__EXERCISE DESCRIPTION__
The answer must be a bare number: the count of lines below that contain "branch".

§

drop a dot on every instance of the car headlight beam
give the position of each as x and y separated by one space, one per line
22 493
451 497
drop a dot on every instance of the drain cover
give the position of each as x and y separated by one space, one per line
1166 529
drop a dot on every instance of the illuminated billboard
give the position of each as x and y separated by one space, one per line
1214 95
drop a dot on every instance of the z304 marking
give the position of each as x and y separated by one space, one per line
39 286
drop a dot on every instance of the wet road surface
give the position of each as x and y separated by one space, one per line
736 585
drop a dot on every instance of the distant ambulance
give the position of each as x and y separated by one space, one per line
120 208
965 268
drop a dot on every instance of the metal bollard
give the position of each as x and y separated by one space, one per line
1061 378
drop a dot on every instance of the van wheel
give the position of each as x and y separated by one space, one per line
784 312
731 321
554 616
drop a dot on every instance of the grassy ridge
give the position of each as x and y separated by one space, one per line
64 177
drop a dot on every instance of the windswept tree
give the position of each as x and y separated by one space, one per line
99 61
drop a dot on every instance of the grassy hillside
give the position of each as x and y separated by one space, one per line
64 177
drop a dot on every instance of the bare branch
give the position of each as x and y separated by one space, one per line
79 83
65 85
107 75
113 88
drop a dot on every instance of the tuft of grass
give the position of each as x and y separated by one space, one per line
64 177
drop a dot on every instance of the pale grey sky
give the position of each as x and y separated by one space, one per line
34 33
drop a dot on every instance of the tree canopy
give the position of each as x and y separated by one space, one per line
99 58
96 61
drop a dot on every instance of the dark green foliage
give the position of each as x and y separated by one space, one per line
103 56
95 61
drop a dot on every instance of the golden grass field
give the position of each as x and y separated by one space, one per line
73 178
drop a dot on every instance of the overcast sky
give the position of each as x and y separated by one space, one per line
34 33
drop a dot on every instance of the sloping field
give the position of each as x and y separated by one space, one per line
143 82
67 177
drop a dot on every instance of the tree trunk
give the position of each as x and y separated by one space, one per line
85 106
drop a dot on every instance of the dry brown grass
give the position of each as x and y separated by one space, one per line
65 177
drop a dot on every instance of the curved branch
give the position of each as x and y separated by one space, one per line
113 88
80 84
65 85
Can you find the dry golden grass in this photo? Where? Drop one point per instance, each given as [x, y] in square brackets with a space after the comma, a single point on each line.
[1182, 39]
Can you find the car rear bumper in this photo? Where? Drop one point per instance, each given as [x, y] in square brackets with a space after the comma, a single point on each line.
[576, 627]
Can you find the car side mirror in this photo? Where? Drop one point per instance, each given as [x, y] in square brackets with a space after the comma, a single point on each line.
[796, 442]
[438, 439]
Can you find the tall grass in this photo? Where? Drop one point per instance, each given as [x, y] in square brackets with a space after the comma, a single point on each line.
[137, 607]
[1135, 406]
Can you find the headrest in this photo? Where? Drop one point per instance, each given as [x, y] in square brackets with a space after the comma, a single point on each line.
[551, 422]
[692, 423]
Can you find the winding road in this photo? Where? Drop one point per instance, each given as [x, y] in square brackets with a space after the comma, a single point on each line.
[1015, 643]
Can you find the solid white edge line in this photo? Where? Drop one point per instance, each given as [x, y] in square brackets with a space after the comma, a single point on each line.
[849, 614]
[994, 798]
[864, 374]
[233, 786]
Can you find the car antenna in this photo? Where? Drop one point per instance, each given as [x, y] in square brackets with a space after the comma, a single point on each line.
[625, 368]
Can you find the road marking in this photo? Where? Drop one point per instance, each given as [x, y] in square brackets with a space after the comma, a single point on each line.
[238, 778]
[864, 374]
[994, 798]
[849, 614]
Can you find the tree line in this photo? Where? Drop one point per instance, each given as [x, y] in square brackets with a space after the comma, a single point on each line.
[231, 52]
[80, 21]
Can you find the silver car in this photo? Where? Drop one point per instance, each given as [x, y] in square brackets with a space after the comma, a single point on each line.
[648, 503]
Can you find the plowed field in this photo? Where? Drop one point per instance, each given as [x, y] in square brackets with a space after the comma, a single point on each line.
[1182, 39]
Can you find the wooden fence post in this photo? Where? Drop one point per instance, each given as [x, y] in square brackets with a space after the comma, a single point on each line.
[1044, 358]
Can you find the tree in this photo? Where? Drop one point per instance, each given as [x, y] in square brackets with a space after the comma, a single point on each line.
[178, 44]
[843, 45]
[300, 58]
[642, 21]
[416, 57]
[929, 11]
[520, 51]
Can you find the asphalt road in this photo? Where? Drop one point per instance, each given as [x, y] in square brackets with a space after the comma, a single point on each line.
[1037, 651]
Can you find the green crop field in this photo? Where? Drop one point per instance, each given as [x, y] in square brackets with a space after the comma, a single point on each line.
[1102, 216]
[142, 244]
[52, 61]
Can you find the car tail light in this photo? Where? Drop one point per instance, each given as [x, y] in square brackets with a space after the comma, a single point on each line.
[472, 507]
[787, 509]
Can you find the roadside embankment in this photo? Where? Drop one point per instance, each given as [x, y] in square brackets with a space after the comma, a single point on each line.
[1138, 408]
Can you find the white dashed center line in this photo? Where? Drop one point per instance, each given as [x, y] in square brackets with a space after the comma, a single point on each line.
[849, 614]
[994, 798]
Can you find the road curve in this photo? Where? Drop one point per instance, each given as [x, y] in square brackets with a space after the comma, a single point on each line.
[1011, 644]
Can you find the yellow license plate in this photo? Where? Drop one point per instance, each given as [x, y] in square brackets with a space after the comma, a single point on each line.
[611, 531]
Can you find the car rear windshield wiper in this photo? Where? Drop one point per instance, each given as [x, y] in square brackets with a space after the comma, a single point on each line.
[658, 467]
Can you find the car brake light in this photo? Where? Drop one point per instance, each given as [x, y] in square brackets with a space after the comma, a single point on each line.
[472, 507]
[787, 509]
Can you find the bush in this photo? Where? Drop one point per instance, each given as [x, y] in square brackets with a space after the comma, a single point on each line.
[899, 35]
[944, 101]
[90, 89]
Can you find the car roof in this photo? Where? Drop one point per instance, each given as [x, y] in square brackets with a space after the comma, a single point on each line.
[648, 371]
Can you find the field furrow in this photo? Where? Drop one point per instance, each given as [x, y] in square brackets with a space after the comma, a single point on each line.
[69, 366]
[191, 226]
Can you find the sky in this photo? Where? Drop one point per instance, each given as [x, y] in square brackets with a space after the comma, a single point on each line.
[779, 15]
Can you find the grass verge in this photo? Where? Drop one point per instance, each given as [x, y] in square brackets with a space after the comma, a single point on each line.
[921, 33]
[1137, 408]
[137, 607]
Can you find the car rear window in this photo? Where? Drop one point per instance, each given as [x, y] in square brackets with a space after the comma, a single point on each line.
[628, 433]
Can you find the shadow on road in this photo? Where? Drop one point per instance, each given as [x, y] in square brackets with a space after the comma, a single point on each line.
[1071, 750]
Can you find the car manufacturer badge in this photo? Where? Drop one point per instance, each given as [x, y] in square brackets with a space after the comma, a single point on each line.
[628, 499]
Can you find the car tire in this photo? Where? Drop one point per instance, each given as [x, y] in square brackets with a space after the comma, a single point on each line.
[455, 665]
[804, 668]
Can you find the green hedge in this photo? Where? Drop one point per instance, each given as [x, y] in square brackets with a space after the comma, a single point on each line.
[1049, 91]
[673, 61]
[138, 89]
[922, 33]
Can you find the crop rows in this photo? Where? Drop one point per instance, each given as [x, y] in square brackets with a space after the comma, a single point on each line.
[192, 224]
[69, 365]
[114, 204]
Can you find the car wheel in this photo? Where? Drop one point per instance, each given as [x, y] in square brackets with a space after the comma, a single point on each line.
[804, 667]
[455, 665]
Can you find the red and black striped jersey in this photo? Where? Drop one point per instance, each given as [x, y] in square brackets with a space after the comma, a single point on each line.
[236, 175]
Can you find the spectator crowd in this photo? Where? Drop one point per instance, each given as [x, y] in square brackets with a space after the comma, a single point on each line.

§

__SOLUTION FOR THIS PROBLEM__
2